## Begin ROWS

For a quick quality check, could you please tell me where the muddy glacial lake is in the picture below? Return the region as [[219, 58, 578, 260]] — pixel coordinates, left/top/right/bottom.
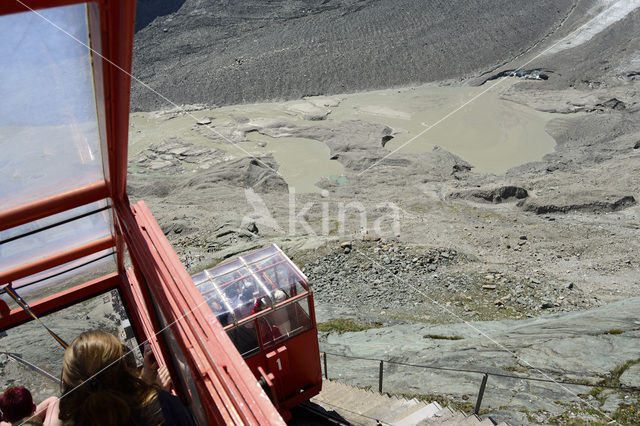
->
[[129, 78, 557, 193]]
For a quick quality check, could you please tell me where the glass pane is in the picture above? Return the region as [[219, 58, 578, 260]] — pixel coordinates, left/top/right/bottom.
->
[[0, 290, 139, 403], [0, 201, 113, 271], [257, 298, 311, 349], [0, 249, 117, 309], [192, 245, 308, 326], [0, 4, 104, 208], [227, 321, 260, 358]]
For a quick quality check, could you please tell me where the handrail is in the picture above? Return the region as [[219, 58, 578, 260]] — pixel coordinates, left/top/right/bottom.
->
[[322, 351, 640, 415], [322, 352, 640, 392]]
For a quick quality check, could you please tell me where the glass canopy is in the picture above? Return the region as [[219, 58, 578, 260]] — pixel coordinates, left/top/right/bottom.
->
[[0, 3, 114, 308], [0, 4, 104, 208], [192, 245, 309, 326]]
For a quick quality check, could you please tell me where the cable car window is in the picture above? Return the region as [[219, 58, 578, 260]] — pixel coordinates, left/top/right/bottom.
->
[[257, 298, 312, 348], [0, 4, 104, 208], [0, 290, 142, 402], [227, 321, 260, 358], [192, 245, 308, 327], [0, 249, 117, 309]]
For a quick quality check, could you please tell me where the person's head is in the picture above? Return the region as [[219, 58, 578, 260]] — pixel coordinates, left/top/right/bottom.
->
[[60, 330, 155, 425], [0, 386, 36, 423]]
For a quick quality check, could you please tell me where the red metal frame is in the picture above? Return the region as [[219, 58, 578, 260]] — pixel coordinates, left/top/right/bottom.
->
[[115, 202, 282, 425]]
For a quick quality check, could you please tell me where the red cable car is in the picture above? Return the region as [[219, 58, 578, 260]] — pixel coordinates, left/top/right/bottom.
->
[[0, 0, 320, 425], [192, 245, 322, 416]]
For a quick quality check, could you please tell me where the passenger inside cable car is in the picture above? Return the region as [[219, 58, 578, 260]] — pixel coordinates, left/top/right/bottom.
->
[[192, 245, 322, 411]]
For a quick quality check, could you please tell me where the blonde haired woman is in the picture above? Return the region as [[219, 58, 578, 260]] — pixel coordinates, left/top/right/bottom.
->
[[60, 330, 194, 426]]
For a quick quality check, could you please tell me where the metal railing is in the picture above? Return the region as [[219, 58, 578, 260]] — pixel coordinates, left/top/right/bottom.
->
[[321, 352, 640, 415]]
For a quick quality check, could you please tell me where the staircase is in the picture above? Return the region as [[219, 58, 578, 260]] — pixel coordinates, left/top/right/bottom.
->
[[311, 380, 508, 426]]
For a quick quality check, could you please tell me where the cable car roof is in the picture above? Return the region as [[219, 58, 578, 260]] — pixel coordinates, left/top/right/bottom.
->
[[192, 244, 309, 323]]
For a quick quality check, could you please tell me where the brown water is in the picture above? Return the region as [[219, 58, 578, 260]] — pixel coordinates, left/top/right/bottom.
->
[[130, 79, 555, 192]]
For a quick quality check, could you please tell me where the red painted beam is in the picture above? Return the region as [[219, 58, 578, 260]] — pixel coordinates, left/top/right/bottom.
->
[[102, 0, 136, 201], [114, 202, 284, 425], [0, 236, 115, 284], [0, 273, 122, 330], [0, 181, 109, 231]]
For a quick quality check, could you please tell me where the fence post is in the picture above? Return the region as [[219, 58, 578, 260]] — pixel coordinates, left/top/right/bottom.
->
[[322, 352, 329, 380], [473, 373, 489, 416]]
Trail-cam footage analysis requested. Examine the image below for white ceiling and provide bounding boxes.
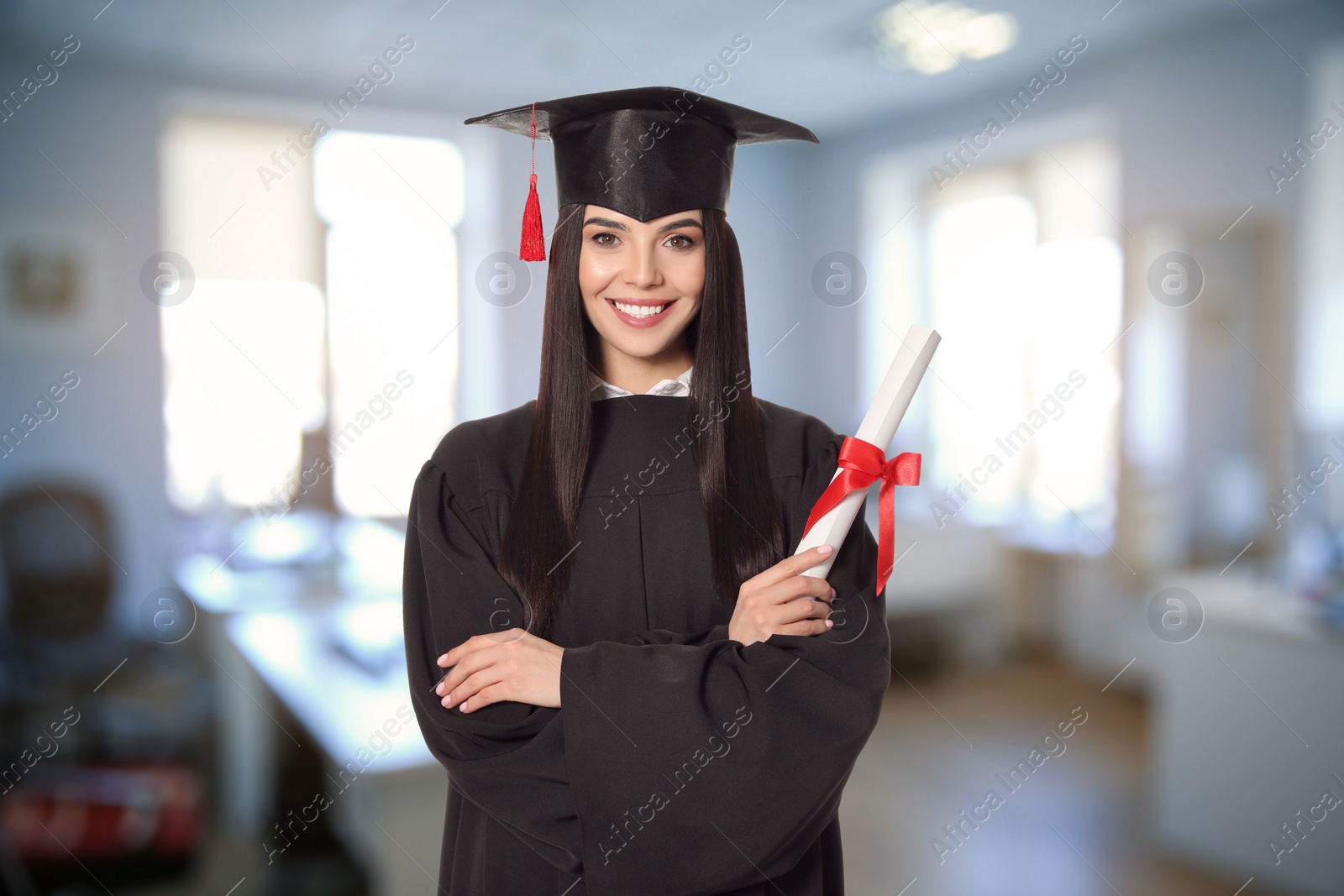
[0,0,1313,136]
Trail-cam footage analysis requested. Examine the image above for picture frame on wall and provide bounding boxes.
[0,208,125,359]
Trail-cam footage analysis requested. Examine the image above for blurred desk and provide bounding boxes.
[1152,572,1344,896]
[177,532,448,896]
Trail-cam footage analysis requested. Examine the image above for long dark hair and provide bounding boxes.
[499,204,785,636]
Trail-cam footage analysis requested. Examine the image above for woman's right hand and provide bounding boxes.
[728,544,836,646]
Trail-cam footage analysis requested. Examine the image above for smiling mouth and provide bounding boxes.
[606,298,676,321]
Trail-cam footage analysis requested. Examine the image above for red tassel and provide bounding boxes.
[517,102,546,262]
[517,175,546,262]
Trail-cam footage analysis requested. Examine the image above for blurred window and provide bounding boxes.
[865,139,1122,551]
[156,117,464,517]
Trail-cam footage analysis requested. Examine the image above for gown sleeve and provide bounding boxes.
[560,427,890,896]
[402,462,727,878]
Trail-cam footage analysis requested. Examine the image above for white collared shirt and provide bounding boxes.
[589,364,695,401]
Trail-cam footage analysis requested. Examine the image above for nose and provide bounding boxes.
[625,244,663,289]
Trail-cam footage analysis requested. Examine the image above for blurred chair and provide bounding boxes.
[0,482,208,891]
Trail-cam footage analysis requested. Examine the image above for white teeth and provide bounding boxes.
[612,302,667,317]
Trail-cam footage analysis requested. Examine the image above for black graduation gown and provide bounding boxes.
[403,395,890,896]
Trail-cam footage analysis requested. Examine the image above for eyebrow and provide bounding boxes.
[583,217,704,233]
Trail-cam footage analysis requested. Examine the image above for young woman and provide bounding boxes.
[403,87,890,896]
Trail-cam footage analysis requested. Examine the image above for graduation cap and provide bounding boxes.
[464,87,820,262]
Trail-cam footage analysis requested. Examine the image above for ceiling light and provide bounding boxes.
[872,0,1017,76]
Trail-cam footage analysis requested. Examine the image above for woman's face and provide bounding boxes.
[580,206,704,360]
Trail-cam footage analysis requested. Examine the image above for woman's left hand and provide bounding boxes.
[434,629,564,712]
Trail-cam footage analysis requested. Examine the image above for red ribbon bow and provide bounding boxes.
[802,435,919,594]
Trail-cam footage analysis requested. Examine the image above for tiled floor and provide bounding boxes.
[840,661,1270,896]
[102,661,1268,896]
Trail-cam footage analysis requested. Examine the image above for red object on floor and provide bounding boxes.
[0,764,203,864]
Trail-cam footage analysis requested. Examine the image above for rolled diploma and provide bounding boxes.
[795,324,942,579]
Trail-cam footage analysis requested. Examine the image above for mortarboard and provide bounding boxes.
[464,87,818,260]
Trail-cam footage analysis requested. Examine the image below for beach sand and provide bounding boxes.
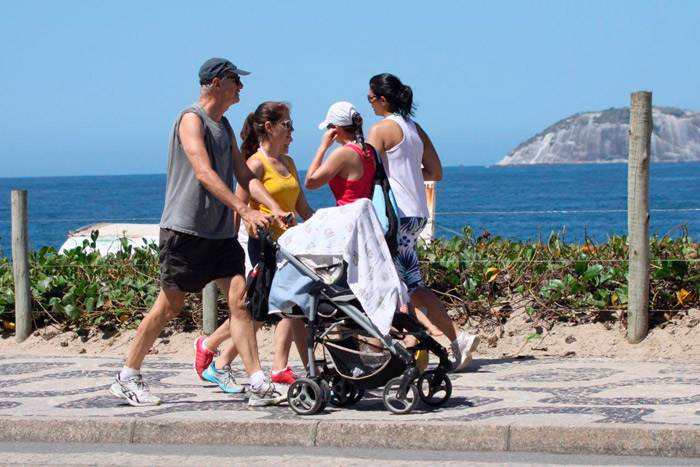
[0,309,700,361]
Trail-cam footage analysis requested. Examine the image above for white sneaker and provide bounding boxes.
[109,374,161,407]
[248,381,289,407]
[452,333,481,373]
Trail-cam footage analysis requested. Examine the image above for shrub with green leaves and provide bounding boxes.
[0,227,700,329]
[0,231,206,328]
[419,227,700,321]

## End ROWS

— EXERCISE GOAL —
Retype every line of the records above word for word, skipping the pictures.

— RIGHT ANSWER —
For a quick quality check, could you please tell me where the muddy glacial lake is in the picture below? Return the region as [[219, 58, 578, 260]] — pixel coordinates, left/top/right/bottom.
->
[[129, 78, 557, 193]]
For a quick quality check, could you please tell me where the glass pane is in the picture above? Return the region as [[219, 58, 578, 260]] — pixel coordinates, left/top/right/bottom.
->
[[0, 290, 139, 403], [0, 201, 113, 271], [257, 298, 311, 349], [0, 249, 117, 309], [192, 245, 308, 326], [0, 4, 104, 208], [227, 321, 260, 358]]
For a quick quality check, could you please tell me where the handrail is in the picture above? Return the region as [[219, 58, 578, 260]] — pixel coordinates, left/top/right/bottom.
->
[[322, 351, 640, 415], [322, 352, 640, 392]]
For a quick quality check, could you please tell me where the glass canopy is in the picture above? Return the region as [[219, 58, 578, 260]] — pixel coordinates, left/top/right/bottom.
->
[[0, 3, 114, 308], [0, 4, 104, 208], [192, 245, 309, 326]]
For a quick quality check, could you please tell me where the cable car window is in the picture above? Return the region as [[219, 58, 578, 260]] — pixel coordinates, left/top/right/bottom.
->
[[257, 298, 312, 348], [0, 4, 104, 208], [0, 290, 142, 402], [227, 321, 260, 358], [192, 245, 308, 327], [0, 249, 117, 309]]
For a quick quality check, could you please tell me where the person's head is in the picture above? Return the region as [[219, 58, 578, 260]] — pixel coordinates, left/top/right/bottom.
->
[[60, 330, 155, 425], [0, 386, 36, 423]]
For a quick quality check, could you please tell me where the red metal frame is in the picture above? Return the region as [[219, 58, 578, 260]] — pixel coordinates, left/top/right/bottom.
->
[[115, 202, 282, 425]]
For a quick quality check, could you please tell me where the red cable car is in the picture above? Return the region as [[219, 58, 578, 260]] — pixel coordinates, left/top/right/bottom.
->
[[0, 0, 320, 425], [192, 245, 322, 416]]
For a quick quality check, could you please tell me where the passenger inside cable car is in the picture above? Return the region as [[219, 58, 578, 260]] — pixel coordinates, left/top/right/bottom.
->
[[192, 245, 322, 411]]
For a quick quality check, could you please tell me where the blonde haired woman is in the picture above? Return the region as [[219, 58, 578, 260]] — pixel coordinates, left/top/right/bottom.
->
[[60, 330, 194, 426]]
For a quick quality check, could you please tell me where the metal railing is in the picture above? Return the region as [[219, 58, 578, 260]] — pixel coordinates, left/top/right/bottom.
->
[[321, 352, 640, 415]]
For a quick quality check, could you please tell me where the staircase is in the picture above? Return the region as [[219, 58, 578, 260]] — pixel coordinates, left/top/right/bottom.
->
[[311, 380, 508, 426]]
For a quick quality check, could you please tell me where the cable car roof is in the picture above? Return the region as [[219, 58, 578, 260]] — pixel coordinates, left/top/right/bottom.
->
[[192, 244, 309, 323]]
For a quick quality check, could you please tell me where the brown water is in the picture above? Return the region as [[219, 58, 578, 260]] — pixel coordinates, left/top/right/bottom.
->
[[130, 79, 555, 192]]
For a quick quality check, could you please tell me where the red painted beam is in the picture above? Return the region as [[219, 58, 578, 260]] — pixel coordinates, left/top/right/bottom.
->
[[102, 0, 136, 201], [114, 202, 284, 425], [0, 236, 115, 284], [0, 273, 122, 330], [0, 181, 109, 231]]
For a quick quality check, could you please tell me where the fence post is in the picture above? Return the region as [[219, 58, 578, 260]] — pixel coordinates, left/top/right/bottom.
->
[[322, 352, 329, 380], [473, 373, 489, 416]]
Trail-cam footage analysis requested. Examine the image below for white ceiling and provide bounding boxes.
[0,0,1313,136]
Trail-cam footage analysis requested. Examine the image above for picture frame on wall and provide bounding boxes.
[0,208,125,359]
Trail-cam footage analysis requested. Examine the image above for blurred desk and provide bounding boxes.
[1152,572,1344,896]
[177,532,448,896]
Trail-cam footage analysis requested. Examine the image above for long dark hair and provide bounding boxes.
[499,204,785,636]
Trail-cam footage analysis requested. Examine the image above for woman's right hand and provide bounding boxes.
[728,544,836,646]
Trail-cam footage analysis requested. Examine the image above for smiling mouth and provide bounding boxes.
[606,298,676,321]
Trail-cam footage analysis requested. Examine the image above for red tassel and provide bounding boxes.
[517,102,546,262]
[517,175,546,262]
Trail-cam footage analysis requested. Examine the image above for blurred window and provide bounding boxes.
[865,139,1122,551]
[156,117,464,517]
Trail-cam footage analysis requested. Examine the image above for gown sleeve and provide bounding boxes.
[560,427,890,896]
[402,462,727,878]
Trail-cam footage analysis requested. Examine the image above for white collared shirt and provide bounding boxes.
[589,364,695,401]
Trail-cam footage analysis requested. Examine the image above for nose and provide bounding boxes.
[625,244,663,289]
Trail-cam footage analysis requested. Examine the image above for blurred chair and provide bounding boxes.
[0,482,208,891]
Trail-cam footage analysis requested. Examine the image above for white teeth and provide bounding boxes.
[612,302,667,317]
Trail-cam footage analysis requested. Examine the image above for black graduation gown and provide bounding boxes.
[403,395,890,896]
Trail-cam footage analysis requested. Examine the image above for eyebrow and provide bounding boxes.
[583,217,704,233]
Trail-cam footage analysis requested. Examine the image above for young woman and provide bounding boxes.
[403,87,890,896]
Trail-cam footage analysis requested. Examine the image above for graduation cap and provide bounding boxes.
[464,87,820,262]
Trail-cam footage analysis requested. Examine the image above for ceiling light and provide bounding boxes.
[872,0,1017,76]
Trail-cam footage analysis requested. Examine the image above for woman's face and provide bounding boxes.
[580,206,704,360]
Trail-cam footage analysis requested. Examine the image above for woman's left hand and provide bounding boxes.
[434,629,564,712]
Trail-cam footage analysis requested. Examine the image above for red ribbon bow and provide bounding boxes.
[802,435,919,594]
Trail-cam footage analysis requested. Examine the image above for tiled floor and provide bounding boxes.
[840,661,1270,896]
[102,661,1268,896]
Trail-cam footage analysis requested. Examine the image above for red object on floor and provide bounding boxes.
[0,764,203,864]
Trail-cam footage analysis requested. Examine the image above for rolled diploma and provide bounding boxes.
[795,324,942,579]
Trail-cam footage analysis requested. Examine the image above for mortarboard and provide bounding boxes.
[464,87,818,260]
Trail-cam footage analysis requested. Examine the image below for beach sand and provide bounding boxes.
[0,309,700,361]
Trail-cam footage analysis requested. Examine the image above for white sneaker and provide bounding boxes.
[109,374,161,407]
[248,381,289,407]
[452,333,481,373]
Trail-cam footage analysis requested. Examine the image above for shrub with green leaves and provide bounding boxes.
[0,227,700,329]
[0,231,206,328]
[419,227,700,321]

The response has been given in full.